*Work task*. Find the line containing "In every <instance>" in the listing below. Repeat it exactly, along with each following line up to and including the one containing "positive clicks: (597, 449)".

___ Supplied material

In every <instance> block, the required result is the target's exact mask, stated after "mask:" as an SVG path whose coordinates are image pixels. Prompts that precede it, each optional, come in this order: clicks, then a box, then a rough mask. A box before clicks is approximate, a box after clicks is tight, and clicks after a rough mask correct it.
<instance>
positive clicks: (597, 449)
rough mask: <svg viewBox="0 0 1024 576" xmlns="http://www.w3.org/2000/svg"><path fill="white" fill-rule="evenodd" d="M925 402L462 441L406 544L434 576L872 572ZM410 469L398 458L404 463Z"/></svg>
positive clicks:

______
___ Supplied material

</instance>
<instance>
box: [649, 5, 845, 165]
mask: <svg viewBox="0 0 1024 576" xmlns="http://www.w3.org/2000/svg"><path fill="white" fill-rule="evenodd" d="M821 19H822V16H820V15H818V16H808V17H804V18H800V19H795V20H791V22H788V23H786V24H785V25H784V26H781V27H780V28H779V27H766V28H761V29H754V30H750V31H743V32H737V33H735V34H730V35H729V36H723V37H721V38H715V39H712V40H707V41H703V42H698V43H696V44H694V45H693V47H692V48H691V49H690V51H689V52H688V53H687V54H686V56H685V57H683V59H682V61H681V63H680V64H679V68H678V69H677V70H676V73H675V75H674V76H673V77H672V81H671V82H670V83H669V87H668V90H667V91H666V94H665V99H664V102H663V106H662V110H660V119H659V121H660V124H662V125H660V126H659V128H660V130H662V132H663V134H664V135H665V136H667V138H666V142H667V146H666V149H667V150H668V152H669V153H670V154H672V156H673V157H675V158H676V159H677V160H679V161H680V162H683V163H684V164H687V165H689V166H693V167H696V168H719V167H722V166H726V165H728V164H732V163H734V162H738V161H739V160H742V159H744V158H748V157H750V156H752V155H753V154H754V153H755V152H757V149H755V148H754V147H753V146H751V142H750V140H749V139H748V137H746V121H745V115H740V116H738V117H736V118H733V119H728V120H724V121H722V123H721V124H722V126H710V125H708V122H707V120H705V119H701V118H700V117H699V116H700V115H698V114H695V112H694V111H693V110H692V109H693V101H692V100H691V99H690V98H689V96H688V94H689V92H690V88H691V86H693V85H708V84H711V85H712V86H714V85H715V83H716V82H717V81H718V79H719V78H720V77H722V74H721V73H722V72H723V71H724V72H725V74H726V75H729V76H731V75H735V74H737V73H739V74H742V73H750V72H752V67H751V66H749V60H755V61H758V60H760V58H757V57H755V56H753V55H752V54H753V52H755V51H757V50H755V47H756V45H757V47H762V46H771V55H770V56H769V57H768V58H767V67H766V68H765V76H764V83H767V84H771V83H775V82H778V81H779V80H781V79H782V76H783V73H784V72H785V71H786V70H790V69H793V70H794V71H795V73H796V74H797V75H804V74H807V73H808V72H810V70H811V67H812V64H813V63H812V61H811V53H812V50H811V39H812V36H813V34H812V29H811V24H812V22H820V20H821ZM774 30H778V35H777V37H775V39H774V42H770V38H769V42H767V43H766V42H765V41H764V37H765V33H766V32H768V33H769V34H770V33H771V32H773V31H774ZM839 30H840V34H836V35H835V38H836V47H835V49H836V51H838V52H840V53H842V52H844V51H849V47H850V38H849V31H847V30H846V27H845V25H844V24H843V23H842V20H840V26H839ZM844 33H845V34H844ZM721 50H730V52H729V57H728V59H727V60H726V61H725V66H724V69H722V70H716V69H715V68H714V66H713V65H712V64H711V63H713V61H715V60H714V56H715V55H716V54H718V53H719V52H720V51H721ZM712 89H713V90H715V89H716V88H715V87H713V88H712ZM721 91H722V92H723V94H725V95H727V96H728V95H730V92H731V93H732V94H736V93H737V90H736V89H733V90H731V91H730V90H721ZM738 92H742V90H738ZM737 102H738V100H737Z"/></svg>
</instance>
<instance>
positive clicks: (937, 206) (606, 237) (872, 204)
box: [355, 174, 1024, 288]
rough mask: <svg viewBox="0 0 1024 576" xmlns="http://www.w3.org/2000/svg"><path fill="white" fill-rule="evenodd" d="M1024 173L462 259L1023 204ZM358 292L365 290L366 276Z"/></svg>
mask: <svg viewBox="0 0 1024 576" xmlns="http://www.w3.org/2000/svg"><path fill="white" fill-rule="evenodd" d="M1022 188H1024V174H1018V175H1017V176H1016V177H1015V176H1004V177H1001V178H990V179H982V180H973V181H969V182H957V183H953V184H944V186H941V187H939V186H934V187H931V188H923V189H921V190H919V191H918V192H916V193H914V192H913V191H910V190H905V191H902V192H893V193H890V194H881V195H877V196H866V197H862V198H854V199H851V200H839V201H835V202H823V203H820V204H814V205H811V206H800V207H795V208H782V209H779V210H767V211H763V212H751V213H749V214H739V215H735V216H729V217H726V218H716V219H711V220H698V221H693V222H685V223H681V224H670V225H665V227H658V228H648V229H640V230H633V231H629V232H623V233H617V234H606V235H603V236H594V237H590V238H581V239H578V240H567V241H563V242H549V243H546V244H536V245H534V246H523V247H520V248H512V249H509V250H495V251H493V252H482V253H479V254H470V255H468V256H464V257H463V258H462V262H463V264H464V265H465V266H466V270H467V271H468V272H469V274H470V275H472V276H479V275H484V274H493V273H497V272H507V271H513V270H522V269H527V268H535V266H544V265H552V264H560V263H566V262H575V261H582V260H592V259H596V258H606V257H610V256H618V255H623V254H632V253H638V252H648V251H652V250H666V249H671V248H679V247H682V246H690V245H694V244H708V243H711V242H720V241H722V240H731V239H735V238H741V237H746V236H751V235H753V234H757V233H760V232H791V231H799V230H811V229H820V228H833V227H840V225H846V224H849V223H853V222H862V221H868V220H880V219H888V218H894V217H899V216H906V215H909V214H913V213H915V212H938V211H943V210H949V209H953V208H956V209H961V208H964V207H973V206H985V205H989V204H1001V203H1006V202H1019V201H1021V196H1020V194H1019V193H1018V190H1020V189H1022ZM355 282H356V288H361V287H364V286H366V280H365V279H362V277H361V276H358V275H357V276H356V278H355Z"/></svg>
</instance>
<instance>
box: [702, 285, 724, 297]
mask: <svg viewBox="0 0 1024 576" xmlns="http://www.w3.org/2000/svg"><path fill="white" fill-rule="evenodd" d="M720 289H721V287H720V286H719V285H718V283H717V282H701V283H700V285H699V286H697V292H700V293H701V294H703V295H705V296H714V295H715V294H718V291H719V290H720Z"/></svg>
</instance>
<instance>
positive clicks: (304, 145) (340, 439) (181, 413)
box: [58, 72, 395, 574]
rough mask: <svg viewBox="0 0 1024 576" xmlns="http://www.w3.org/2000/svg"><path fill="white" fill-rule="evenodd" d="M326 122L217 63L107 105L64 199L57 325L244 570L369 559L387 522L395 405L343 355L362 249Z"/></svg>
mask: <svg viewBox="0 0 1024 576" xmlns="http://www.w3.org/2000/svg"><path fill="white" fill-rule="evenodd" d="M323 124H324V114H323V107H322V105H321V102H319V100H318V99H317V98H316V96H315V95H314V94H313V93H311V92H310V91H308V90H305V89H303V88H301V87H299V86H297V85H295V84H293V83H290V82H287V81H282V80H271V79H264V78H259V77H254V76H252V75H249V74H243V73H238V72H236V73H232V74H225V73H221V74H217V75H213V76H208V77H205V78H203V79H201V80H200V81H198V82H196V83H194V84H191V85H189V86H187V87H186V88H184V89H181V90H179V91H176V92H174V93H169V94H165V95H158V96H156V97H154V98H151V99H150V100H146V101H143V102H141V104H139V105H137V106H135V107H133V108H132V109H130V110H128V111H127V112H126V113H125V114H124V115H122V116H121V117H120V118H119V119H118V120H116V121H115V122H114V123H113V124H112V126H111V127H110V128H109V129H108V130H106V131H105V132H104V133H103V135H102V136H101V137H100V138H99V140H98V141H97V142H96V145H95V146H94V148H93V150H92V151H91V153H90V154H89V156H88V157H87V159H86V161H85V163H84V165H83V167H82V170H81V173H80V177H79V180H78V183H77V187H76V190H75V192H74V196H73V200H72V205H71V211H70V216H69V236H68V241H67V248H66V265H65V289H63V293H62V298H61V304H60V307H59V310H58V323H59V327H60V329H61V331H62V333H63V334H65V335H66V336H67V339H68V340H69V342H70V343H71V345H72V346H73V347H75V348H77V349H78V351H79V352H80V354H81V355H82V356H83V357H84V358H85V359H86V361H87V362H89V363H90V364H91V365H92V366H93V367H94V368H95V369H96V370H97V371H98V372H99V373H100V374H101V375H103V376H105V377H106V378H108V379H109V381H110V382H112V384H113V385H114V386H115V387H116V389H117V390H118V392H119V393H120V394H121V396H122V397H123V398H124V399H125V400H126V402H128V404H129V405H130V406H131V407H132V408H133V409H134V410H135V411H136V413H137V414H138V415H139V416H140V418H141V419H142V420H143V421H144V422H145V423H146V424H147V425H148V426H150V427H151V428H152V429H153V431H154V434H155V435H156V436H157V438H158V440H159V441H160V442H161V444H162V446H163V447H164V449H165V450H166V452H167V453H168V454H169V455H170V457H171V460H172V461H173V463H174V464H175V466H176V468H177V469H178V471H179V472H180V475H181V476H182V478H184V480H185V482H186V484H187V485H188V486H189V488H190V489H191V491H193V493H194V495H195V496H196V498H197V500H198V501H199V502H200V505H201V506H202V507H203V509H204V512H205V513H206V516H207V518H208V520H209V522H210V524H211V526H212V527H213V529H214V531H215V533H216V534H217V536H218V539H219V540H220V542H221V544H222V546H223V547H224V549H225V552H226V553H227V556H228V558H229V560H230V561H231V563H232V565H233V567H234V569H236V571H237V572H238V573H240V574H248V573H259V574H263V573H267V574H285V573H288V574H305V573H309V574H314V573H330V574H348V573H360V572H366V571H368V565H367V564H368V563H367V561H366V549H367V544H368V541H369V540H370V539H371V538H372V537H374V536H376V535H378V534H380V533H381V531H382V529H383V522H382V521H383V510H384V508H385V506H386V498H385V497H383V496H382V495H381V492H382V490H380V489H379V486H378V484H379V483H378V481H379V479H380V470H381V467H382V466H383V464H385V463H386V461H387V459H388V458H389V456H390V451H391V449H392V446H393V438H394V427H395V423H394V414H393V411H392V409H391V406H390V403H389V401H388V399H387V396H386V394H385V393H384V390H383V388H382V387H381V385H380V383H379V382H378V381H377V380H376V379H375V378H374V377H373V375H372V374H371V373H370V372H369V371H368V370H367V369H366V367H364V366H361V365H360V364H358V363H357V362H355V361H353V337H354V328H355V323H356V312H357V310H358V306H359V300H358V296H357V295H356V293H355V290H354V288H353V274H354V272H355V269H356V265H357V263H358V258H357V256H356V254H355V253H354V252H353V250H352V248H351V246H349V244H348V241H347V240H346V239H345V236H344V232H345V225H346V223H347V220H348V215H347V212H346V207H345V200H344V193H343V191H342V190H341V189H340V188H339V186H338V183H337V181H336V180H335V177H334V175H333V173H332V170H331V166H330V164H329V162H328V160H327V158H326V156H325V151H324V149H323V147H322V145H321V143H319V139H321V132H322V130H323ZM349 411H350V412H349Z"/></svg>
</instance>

______

*Result*.
In every <instance> block, the required result is the target's exact mask, stated after "mask:" as an SVG path whose coordinates are image pixels. Prompts that precede it, each optional, come in this order: clicks, then a box, then a rough mask. A box before clicks is approximate, a box after clicks is tight, and clicks after a rough mask correct it.
<instance>
positive clicks: (597, 449)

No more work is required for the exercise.